* **SOURCE MATERIAL**:

####

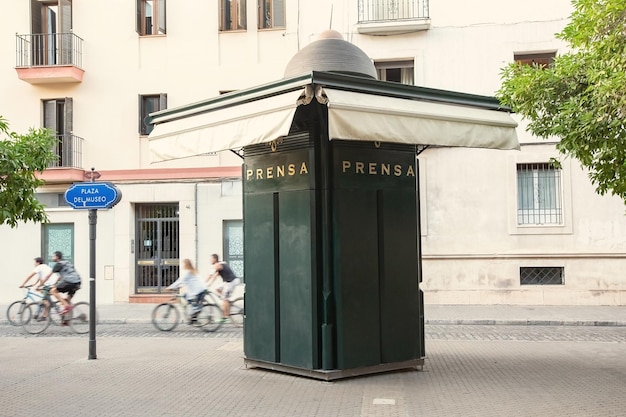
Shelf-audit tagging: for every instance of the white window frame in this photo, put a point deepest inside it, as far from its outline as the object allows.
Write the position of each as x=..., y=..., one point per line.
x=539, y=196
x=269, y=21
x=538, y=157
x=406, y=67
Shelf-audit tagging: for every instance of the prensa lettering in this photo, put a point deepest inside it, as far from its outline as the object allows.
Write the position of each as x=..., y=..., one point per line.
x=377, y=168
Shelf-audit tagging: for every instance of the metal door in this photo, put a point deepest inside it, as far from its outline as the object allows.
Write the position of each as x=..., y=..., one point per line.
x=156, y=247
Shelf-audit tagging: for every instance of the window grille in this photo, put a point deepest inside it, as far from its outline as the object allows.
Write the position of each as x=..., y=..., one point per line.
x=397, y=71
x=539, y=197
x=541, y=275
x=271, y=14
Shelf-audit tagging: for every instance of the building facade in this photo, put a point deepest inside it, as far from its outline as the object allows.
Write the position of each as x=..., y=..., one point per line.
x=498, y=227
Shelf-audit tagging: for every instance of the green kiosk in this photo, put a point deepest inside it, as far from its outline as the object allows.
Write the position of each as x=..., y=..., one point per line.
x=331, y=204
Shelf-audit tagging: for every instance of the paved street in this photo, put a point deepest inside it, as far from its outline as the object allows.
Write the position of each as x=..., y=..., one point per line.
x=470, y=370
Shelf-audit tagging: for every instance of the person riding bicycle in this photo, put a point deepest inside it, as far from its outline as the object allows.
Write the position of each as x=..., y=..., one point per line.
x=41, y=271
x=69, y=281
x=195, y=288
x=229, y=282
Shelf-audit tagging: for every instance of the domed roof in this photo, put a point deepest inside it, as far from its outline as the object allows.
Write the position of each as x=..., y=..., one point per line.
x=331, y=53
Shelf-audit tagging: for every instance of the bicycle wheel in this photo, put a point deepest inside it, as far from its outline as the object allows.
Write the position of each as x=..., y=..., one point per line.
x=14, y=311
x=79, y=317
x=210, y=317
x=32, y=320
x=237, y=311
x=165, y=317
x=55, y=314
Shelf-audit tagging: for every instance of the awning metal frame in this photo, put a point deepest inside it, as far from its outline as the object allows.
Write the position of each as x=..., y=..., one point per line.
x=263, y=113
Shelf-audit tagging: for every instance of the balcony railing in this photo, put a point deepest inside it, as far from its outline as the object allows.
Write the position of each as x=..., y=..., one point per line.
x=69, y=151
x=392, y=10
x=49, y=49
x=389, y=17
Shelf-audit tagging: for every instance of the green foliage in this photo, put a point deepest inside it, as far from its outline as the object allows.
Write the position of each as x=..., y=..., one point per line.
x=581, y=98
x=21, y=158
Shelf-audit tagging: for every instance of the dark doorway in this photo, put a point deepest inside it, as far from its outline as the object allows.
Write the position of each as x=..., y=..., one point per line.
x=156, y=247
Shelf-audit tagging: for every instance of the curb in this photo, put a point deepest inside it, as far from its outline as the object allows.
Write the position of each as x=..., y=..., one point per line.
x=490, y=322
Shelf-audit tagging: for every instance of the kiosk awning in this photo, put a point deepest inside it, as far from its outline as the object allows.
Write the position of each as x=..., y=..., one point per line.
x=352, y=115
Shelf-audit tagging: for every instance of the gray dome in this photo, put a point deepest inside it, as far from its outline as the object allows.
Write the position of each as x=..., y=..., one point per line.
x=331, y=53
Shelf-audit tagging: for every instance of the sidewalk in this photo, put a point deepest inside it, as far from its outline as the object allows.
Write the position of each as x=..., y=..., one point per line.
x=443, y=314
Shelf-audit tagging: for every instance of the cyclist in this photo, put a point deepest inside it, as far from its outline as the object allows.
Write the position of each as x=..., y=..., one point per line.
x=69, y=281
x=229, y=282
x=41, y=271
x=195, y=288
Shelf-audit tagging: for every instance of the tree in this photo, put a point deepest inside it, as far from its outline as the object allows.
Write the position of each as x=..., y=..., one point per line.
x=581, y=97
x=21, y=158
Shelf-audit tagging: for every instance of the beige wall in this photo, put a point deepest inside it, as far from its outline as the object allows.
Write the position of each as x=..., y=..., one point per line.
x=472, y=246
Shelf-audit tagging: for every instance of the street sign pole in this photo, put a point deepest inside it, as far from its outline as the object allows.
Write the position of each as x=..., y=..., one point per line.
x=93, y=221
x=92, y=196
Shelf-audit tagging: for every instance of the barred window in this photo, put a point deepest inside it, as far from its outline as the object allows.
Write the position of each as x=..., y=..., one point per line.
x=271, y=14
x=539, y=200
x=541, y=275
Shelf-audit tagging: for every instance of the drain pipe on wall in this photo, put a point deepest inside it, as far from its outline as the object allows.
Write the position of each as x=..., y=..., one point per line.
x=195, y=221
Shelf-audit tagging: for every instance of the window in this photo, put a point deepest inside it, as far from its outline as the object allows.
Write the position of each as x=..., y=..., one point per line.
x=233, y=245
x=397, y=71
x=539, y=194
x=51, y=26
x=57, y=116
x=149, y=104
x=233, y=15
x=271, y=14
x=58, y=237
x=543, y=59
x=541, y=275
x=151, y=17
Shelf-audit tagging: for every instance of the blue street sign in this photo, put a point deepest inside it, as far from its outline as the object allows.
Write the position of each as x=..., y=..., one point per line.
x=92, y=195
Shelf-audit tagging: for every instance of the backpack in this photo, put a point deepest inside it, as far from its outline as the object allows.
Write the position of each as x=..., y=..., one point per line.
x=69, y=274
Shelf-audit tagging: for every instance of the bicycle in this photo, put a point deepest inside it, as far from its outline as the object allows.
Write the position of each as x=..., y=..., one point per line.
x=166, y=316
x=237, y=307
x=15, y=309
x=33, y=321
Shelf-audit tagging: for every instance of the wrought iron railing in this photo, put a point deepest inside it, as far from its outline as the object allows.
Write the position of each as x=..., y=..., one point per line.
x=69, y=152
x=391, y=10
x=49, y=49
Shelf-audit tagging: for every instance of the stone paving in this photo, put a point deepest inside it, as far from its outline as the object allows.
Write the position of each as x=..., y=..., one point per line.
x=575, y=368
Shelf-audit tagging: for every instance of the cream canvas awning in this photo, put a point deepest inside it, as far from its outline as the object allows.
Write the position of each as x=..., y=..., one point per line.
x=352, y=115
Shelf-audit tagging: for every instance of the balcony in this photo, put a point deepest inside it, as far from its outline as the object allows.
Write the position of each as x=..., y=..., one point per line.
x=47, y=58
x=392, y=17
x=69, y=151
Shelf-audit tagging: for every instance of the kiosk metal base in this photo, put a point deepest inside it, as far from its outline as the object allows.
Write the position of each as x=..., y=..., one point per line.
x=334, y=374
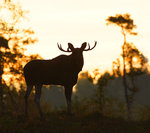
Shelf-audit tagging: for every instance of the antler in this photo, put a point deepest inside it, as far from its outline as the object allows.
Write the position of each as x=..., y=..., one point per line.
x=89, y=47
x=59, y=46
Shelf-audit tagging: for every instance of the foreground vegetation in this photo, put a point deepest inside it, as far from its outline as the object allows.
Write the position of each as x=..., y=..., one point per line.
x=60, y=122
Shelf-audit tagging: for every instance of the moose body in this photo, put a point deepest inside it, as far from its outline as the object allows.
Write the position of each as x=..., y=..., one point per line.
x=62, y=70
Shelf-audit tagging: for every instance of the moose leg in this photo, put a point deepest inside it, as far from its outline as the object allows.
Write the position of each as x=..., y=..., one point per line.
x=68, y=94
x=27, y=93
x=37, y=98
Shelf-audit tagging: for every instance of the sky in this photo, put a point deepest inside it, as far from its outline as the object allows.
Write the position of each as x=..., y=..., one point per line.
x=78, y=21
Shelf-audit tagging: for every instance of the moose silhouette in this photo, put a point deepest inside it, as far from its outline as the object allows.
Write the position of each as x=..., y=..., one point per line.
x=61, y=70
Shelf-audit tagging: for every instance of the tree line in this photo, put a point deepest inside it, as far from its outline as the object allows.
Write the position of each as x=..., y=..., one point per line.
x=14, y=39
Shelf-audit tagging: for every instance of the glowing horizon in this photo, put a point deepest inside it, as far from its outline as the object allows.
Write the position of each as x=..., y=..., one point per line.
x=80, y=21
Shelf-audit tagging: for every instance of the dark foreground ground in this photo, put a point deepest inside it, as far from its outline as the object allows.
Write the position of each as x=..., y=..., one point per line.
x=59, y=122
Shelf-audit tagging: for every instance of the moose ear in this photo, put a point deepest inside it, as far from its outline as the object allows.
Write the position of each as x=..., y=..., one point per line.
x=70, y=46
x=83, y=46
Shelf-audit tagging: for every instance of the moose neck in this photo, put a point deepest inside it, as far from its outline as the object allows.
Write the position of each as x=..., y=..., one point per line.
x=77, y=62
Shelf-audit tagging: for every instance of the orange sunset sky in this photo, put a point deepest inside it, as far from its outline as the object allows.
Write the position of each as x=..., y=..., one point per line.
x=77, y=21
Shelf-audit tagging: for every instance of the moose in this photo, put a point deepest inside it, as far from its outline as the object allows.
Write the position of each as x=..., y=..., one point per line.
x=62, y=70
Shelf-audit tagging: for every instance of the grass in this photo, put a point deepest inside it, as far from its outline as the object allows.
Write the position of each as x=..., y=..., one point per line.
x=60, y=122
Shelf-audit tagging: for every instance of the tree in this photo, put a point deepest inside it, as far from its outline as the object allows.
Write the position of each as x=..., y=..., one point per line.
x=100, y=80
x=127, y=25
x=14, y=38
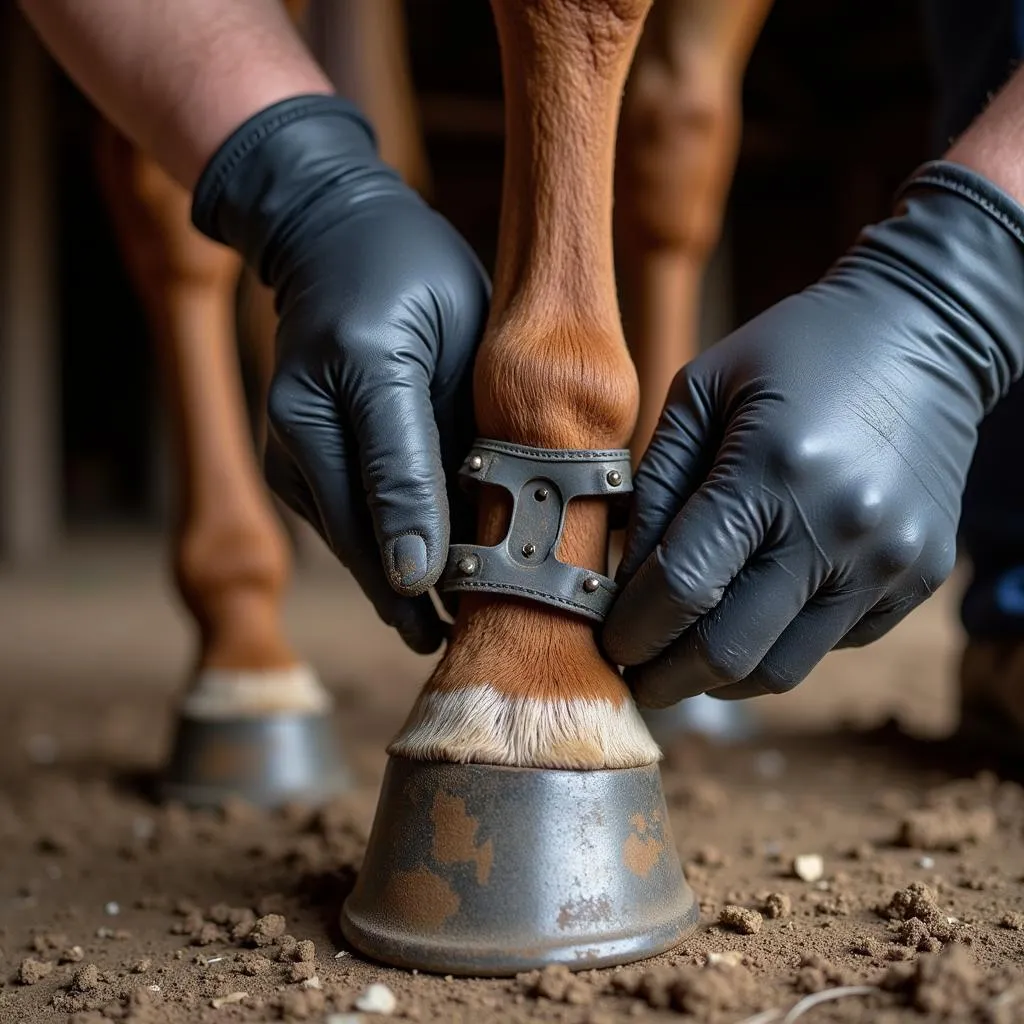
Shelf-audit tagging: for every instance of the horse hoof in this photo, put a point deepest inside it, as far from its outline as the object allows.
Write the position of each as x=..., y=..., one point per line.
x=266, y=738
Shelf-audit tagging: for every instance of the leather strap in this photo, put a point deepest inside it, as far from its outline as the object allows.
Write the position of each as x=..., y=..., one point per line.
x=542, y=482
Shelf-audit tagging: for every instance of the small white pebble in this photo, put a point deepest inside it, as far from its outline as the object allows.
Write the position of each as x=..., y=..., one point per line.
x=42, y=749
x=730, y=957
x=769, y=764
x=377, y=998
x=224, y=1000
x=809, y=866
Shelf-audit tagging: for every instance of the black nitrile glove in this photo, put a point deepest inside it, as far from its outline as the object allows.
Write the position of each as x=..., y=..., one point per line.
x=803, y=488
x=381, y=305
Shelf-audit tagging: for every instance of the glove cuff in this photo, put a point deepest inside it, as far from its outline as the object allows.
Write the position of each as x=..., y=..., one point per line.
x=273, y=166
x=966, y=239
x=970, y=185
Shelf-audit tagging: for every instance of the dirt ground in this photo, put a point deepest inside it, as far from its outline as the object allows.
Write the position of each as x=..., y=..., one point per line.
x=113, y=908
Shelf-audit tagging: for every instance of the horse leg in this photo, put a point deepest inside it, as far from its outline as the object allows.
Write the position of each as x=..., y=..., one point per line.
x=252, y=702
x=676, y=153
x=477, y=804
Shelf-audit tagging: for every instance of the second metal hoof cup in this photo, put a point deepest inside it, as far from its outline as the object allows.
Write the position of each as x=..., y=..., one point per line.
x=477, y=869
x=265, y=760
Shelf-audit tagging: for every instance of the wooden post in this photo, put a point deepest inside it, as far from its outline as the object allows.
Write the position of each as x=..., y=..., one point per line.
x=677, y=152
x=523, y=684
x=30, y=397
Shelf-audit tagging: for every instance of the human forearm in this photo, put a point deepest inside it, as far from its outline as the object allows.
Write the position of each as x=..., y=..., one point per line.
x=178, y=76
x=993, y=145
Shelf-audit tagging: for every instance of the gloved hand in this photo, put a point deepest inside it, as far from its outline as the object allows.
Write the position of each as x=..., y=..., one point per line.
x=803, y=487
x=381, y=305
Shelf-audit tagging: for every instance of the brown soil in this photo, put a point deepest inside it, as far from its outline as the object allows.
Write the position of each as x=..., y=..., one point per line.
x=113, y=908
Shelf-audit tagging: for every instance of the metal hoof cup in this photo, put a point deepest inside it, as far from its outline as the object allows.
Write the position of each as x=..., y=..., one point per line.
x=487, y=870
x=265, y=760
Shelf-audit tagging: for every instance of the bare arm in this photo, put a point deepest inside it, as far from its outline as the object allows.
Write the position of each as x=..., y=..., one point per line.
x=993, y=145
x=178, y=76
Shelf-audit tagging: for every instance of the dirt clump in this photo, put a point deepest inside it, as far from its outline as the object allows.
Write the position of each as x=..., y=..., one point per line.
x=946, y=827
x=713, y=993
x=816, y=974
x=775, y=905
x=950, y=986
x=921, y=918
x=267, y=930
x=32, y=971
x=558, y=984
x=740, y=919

####

* **STATED TASK**: Every line from the one containing "Shelf-audit tagging: for every instance of the bare" through the end of the entries above must be echoed exactly, with both ends kept.

* **THE SOLUTION**:
Shelf-audit tagging: for every instance of the bare arm in this photo, put a point deepest inside it, as far from its outline as the object allows.
Write the position of each as x=..., y=..., one point per line.
x=993, y=145
x=178, y=76
Shelf-audit tagging: for every instance of the dirt clump in this photo, put a point deepest inside it, as far from its outline as the object allows.
Write the position of each as x=..., y=..., one point per line.
x=946, y=827
x=713, y=993
x=816, y=974
x=775, y=905
x=950, y=986
x=921, y=918
x=267, y=930
x=32, y=971
x=558, y=984
x=740, y=919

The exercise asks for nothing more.